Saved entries
......
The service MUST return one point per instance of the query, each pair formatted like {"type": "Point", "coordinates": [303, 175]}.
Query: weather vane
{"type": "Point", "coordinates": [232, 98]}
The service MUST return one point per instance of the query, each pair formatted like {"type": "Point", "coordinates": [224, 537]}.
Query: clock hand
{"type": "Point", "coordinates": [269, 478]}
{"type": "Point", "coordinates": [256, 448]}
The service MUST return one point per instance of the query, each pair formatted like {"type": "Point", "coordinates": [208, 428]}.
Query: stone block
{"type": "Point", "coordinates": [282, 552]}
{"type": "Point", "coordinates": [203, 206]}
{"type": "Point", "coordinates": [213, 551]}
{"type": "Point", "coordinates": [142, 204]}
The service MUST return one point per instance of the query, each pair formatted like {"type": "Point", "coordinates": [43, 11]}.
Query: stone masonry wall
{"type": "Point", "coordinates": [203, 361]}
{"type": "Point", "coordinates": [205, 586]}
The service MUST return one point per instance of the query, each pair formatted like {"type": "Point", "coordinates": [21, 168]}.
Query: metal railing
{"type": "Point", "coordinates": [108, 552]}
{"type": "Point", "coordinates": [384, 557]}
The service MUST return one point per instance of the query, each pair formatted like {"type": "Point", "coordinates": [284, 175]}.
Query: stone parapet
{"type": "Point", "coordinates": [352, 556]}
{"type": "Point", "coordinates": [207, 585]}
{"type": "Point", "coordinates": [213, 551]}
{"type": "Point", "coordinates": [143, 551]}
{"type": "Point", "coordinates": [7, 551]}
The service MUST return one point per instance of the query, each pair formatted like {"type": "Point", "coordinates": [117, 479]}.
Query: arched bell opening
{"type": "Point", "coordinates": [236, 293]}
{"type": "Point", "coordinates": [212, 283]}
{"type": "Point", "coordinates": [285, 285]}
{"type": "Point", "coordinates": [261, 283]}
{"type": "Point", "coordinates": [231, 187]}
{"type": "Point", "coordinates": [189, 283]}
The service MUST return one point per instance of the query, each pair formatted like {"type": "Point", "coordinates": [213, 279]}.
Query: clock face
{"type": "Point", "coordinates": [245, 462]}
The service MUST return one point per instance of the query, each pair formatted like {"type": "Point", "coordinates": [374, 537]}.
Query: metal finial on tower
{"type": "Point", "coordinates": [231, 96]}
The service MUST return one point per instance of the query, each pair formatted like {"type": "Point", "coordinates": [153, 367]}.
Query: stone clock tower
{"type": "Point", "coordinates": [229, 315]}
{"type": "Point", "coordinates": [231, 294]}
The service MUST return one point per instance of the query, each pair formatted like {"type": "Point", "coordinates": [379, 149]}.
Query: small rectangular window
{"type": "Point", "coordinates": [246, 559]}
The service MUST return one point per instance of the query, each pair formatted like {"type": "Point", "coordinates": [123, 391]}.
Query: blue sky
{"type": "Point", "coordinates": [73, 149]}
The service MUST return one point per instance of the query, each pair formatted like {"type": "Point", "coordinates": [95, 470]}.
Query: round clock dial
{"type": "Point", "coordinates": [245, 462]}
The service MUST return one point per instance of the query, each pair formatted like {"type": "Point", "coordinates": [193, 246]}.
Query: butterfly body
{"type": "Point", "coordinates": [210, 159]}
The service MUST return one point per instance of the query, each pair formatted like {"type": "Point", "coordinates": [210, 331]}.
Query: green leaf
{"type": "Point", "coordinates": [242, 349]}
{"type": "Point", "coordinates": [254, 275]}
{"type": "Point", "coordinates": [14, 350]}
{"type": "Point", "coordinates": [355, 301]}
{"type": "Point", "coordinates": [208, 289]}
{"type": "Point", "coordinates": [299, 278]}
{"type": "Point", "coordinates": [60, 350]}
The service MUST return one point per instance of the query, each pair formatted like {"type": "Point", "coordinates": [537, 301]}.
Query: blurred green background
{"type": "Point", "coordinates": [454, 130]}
......
▸ **Given problem**
Locate each line in the records that contains the string "green", and copy those lines.

▸ **Solution to the problem**
Query: green leaf
Query: blurred green background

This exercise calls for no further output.